### Задание
Верните каждую строку данных, содержащую слово «tail».
::::::::
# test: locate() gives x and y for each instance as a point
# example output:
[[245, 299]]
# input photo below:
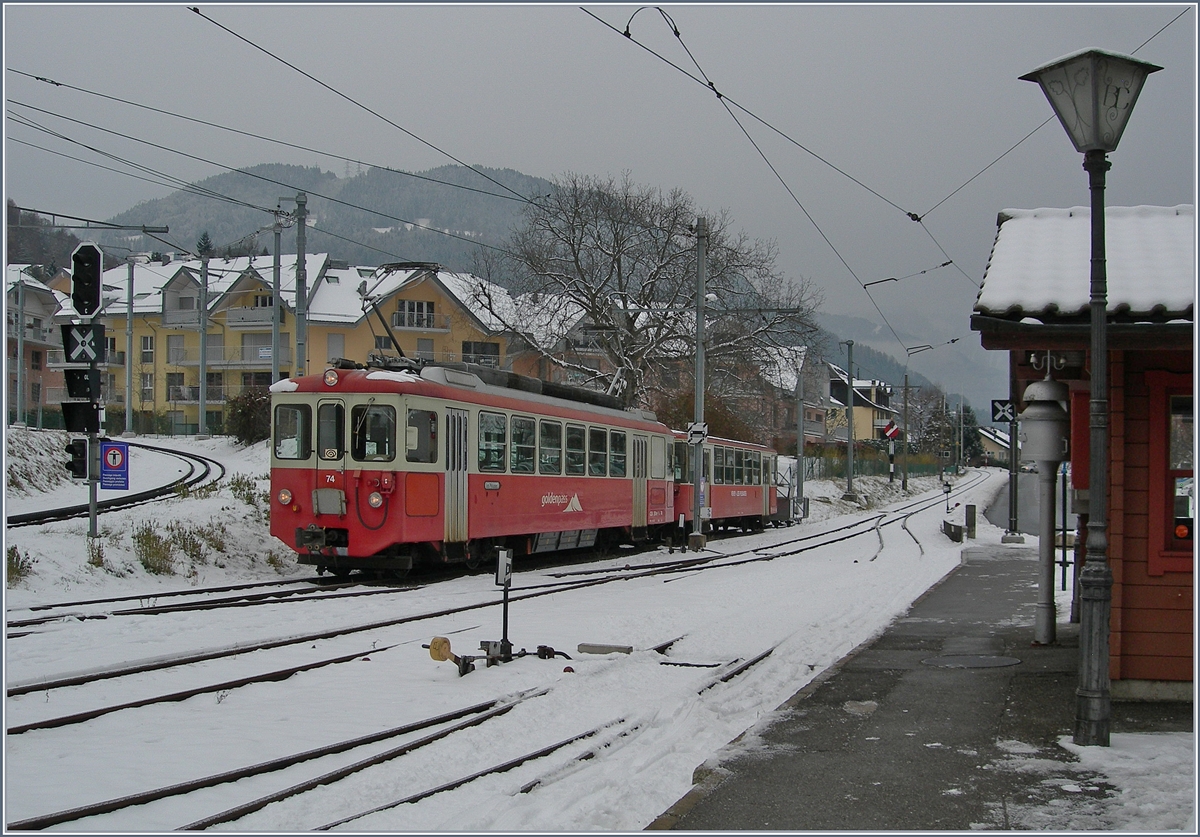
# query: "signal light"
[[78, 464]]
::::::::
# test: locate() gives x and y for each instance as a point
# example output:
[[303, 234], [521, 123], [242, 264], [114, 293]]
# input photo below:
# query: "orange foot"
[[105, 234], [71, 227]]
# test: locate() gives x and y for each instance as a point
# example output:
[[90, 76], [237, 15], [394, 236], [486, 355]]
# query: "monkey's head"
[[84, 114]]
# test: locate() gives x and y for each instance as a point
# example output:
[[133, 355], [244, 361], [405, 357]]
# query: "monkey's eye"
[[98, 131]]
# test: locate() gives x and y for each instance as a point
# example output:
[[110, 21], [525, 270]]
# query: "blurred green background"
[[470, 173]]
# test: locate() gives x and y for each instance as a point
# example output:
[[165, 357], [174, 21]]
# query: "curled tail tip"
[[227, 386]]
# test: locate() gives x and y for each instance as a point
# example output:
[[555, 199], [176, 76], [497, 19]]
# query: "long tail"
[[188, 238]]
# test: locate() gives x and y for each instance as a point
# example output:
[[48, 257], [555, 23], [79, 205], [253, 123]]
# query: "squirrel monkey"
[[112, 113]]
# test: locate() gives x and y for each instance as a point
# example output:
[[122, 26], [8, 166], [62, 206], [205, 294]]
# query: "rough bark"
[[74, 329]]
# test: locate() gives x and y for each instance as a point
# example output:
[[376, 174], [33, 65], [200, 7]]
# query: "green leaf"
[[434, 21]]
::::::::
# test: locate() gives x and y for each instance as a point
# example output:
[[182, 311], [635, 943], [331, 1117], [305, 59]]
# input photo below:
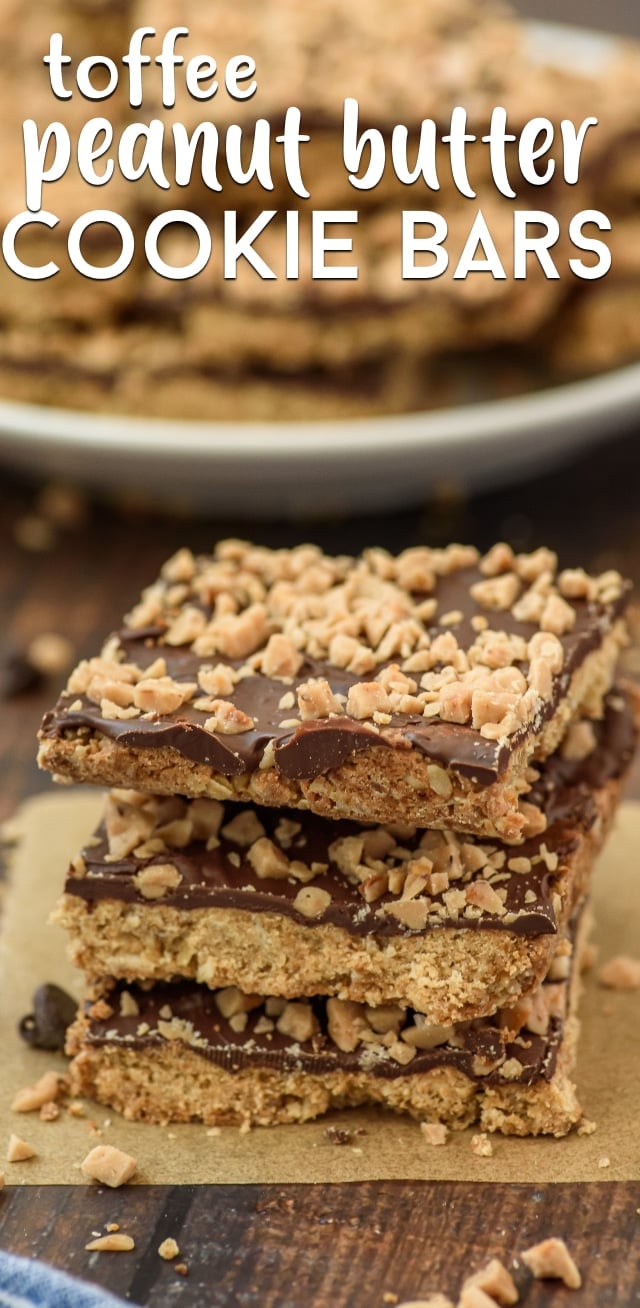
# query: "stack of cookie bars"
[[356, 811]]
::::::::
### Решение задачи
# query: "curled tail tip"
# query: "long tail"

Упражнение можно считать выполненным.